DIRECTION: Put the records, from the first line through the line containing "[338,615,359,711]", into a numbered list and leave out any blank lines.
··· MATERIAL SUPPLIED
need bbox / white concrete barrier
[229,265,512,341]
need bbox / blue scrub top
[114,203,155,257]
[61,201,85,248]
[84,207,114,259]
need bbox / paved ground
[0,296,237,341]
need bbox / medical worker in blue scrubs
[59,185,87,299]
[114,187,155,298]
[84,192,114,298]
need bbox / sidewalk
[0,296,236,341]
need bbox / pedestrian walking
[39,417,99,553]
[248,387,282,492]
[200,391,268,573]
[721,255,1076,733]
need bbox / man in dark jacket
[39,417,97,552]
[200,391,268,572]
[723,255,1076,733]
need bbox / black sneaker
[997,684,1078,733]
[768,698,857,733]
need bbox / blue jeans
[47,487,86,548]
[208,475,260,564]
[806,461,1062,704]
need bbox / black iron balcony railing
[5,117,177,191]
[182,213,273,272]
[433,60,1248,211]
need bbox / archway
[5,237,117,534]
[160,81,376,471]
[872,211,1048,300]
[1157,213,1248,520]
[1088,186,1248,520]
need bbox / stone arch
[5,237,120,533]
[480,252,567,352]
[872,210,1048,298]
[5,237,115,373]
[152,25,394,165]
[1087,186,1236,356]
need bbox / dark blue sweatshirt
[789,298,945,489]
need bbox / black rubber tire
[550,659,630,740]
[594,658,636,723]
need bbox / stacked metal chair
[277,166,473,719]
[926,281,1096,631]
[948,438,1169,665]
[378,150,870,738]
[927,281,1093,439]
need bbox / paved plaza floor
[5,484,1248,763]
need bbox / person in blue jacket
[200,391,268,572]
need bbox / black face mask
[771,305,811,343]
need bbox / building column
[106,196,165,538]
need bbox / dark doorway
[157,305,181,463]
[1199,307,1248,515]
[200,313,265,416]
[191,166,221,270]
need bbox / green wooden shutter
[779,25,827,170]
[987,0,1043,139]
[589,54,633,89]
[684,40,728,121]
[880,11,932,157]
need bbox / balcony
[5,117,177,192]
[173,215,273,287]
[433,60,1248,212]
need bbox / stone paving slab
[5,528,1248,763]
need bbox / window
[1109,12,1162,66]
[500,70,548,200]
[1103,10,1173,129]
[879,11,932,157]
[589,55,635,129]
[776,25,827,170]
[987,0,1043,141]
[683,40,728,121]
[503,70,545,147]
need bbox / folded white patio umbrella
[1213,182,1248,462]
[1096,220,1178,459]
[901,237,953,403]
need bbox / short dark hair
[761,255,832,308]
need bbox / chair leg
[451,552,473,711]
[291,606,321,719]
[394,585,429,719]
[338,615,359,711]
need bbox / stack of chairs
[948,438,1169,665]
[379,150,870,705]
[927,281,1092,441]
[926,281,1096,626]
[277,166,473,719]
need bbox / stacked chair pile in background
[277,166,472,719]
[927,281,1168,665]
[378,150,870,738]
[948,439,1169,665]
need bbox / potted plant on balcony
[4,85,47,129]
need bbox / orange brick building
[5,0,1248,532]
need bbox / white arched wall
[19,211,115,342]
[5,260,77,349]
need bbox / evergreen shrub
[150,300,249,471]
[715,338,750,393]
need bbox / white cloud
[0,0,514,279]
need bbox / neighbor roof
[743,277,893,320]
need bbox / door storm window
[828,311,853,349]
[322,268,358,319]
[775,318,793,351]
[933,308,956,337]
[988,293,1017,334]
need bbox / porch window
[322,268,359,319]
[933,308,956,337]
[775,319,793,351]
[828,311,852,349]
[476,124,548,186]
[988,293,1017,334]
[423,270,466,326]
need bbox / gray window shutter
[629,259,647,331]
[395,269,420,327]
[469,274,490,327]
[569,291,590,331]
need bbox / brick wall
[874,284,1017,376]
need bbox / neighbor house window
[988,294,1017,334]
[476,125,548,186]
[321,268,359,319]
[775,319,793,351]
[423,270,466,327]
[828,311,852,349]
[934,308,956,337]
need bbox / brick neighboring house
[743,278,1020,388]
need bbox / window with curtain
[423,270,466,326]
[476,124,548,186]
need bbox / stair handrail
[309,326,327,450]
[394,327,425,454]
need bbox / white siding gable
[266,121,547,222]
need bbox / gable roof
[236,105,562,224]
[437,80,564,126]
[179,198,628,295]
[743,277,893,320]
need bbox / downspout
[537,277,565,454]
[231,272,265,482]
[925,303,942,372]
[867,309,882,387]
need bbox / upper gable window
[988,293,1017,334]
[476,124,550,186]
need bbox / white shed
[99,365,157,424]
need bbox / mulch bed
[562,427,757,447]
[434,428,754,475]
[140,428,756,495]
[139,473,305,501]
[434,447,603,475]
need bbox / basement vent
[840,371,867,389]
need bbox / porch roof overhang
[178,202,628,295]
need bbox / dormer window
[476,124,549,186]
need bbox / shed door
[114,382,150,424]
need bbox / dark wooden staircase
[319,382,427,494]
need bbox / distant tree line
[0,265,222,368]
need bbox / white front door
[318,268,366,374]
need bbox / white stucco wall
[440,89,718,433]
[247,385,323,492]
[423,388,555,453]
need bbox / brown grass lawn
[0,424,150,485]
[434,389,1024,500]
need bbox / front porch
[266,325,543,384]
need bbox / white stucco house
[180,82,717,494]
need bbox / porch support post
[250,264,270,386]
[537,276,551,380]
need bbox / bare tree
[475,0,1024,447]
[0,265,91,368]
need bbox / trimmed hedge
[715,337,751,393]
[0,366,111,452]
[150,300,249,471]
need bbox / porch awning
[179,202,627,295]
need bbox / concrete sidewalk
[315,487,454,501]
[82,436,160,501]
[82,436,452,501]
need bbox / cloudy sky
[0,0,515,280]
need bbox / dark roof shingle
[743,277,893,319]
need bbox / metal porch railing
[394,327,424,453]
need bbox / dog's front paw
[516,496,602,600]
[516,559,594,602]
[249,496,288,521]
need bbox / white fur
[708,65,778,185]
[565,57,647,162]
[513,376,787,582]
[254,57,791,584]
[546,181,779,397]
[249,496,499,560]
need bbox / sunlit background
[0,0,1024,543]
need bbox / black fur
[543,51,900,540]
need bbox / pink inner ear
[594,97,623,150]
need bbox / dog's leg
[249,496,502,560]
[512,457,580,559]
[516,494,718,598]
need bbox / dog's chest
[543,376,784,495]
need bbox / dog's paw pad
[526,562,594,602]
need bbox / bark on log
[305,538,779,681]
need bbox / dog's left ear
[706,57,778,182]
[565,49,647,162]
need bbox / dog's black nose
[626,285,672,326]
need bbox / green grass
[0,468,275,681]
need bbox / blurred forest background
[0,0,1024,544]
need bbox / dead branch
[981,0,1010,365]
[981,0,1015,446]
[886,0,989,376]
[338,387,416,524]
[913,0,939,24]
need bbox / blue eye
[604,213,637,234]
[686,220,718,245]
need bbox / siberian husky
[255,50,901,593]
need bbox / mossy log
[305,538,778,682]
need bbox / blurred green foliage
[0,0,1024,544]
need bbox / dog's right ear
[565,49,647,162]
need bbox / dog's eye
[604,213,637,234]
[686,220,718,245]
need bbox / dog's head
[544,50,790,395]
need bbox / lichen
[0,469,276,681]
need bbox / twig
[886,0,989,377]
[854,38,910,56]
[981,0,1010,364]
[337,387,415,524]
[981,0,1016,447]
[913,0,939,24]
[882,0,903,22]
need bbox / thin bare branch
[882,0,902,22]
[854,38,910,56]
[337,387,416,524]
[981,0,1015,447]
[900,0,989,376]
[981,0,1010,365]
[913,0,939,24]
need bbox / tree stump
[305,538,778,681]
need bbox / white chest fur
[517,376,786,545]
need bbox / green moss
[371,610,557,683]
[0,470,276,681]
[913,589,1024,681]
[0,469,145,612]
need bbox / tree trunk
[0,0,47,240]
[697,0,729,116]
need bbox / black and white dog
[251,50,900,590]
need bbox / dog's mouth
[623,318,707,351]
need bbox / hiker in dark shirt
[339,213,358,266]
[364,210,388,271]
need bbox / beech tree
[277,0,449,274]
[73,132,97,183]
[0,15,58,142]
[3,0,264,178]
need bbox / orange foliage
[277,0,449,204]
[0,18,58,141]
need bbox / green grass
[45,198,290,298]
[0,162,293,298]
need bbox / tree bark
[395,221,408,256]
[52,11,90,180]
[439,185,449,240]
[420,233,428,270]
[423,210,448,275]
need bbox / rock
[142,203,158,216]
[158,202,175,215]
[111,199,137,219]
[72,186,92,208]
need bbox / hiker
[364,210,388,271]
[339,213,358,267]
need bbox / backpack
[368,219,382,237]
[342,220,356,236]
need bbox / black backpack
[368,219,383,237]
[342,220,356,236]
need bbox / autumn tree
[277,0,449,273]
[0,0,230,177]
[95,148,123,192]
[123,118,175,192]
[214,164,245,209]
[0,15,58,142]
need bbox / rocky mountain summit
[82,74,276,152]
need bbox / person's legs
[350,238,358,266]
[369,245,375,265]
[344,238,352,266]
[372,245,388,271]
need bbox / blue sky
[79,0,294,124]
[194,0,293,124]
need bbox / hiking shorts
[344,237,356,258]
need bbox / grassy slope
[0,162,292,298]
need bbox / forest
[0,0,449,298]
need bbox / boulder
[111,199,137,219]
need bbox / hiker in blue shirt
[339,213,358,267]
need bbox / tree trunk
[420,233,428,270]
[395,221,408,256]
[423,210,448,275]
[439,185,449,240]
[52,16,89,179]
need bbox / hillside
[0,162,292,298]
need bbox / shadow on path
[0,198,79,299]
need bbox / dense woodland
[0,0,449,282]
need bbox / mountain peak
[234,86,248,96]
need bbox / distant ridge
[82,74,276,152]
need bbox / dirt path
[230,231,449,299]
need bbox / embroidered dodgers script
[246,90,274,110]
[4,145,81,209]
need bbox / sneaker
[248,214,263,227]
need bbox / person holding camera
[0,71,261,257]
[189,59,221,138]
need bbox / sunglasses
······
OUTPUT FOR THIS TASK:
1. need bbox / white concrete barrier
2. [229,265,512,341]
3. need bbox / blue scrub top
4. [114,203,155,257]
5. [61,201,85,248]
6. [84,207,114,259]
7. need bbox / paved ground
8. [0,296,237,341]
9. need bbox / medical worker in blue scrubs
10. [59,185,87,299]
11. [114,187,155,298]
12. [84,192,114,298]
13. need bbox / sidewalk
14. [0,296,236,341]
15. need bbox / pedestrian walking
16. [39,417,99,553]
17. [248,387,282,492]
18. [200,391,268,573]
19. [721,255,1076,733]
20. need bbox / man in dark jacket
21. [39,417,97,552]
22. [200,391,268,572]
23. [723,255,1076,733]
24. need bbox / black sneaker
25. [997,684,1078,733]
26. [768,698,857,733]
27. need bbox / blue jeans
28. [47,487,86,548]
29. [208,475,260,564]
30. [806,461,1062,704]
31. need bbox / black iron balcony railing
32. [5,117,177,191]
33. [182,213,273,272]
34. [433,60,1248,211]
35. need bbox / archway
36. [5,237,117,534]
37. [160,81,376,471]
38. [872,211,1048,300]
39. [1157,213,1248,520]
40. [1088,186,1248,520]
41. need bbox / stone arch
42. [5,237,120,533]
43. [480,252,567,352]
44. [872,210,1048,298]
45. [5,237,115,373]
46. [152,25,394,165]
47. [1087,186,1236,356]
48. need bbox / dark blue sweatshirt
49. [789,298,945,489]
50. need bbox / black rubber tire
51. [550,659,630,740]
52. [594,658,636,723]
53. need bbox / stacked metal chair
54. [277,166,473,719]
55. [926,281,1096,631]
56. [948,438,1169,665]
57. [378,150,870,738]
58. [927,281,1093,439]
59. need bbox / paved plaza floor
60. [5,484,1248,763]
61. need bbox / person in blue jacket
62. [200,391,268,572]
63. need bbox / black face mask
64. [771,305,811,343]
65. need bbox / building column
66. [106,196,165,538]
67. need bbox / dark doorway
68. [157,305,181,463]
69. [1199,307,1248,515]
70. [200,313,265,416]
71. [191,166,221,270]
72. need bbox / green wooden shutter
73. [779,25,827,170]
74. [987,0,1043,139]
75. [589,54,633,89]
76. [684,40,728,121]
77. [880,11,932,157]
78. need bbox / balcony
79. [5,117,177,192]
80. [173,215,273,287]
81. [433,60,1248,212]
82. need bbox / stone paving slab
83. [5,528,1248,763]
84. need bbox / window
85. [1109,12,1162,66]
86. [500,70,548,200]
87. [1103,10,1173,129]
88. [879,11,932,157]
89. [589,55,635,129]
90. [776,25,827,170]
91. [987,0,1043,141]
92. [683,40,728,121]
93. [503,70,545,147]
94. need bbox / folded white patio umbrella
95. [1213,182,1248,462]
96. [1096,220,1178,459]
97. [901,237,953,403]
98. need bbox / short dark hair
99. [761,255,832,308]
100. need bbox / chair leg
101. [451,552,473,711]
102. [291,606,321,719]
103. [394,585,429,719]
104. [338,615,359,711]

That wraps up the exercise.